EXERCISE INSTRUCTIONS: Please render every line of the items below as a JSON list of strings, one string per line, leaving out any blank lines.
-- START OF AVAILABLE RECORDS --
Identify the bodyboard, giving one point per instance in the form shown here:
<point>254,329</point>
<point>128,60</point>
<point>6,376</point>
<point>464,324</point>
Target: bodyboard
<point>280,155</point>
-- END OF AVAILABLE RECORDS --
RESULT BELOW:
[
  "Identify the bodyboard, giving one point per instance in the form shown here:",
  "<point>254,329</point>",
  "<point>128,60</point>",
  "<point>6,376</point>",
  "<point>464,324</point>",
  "Target: bodyboard",
  "<point>280,155</point>"
]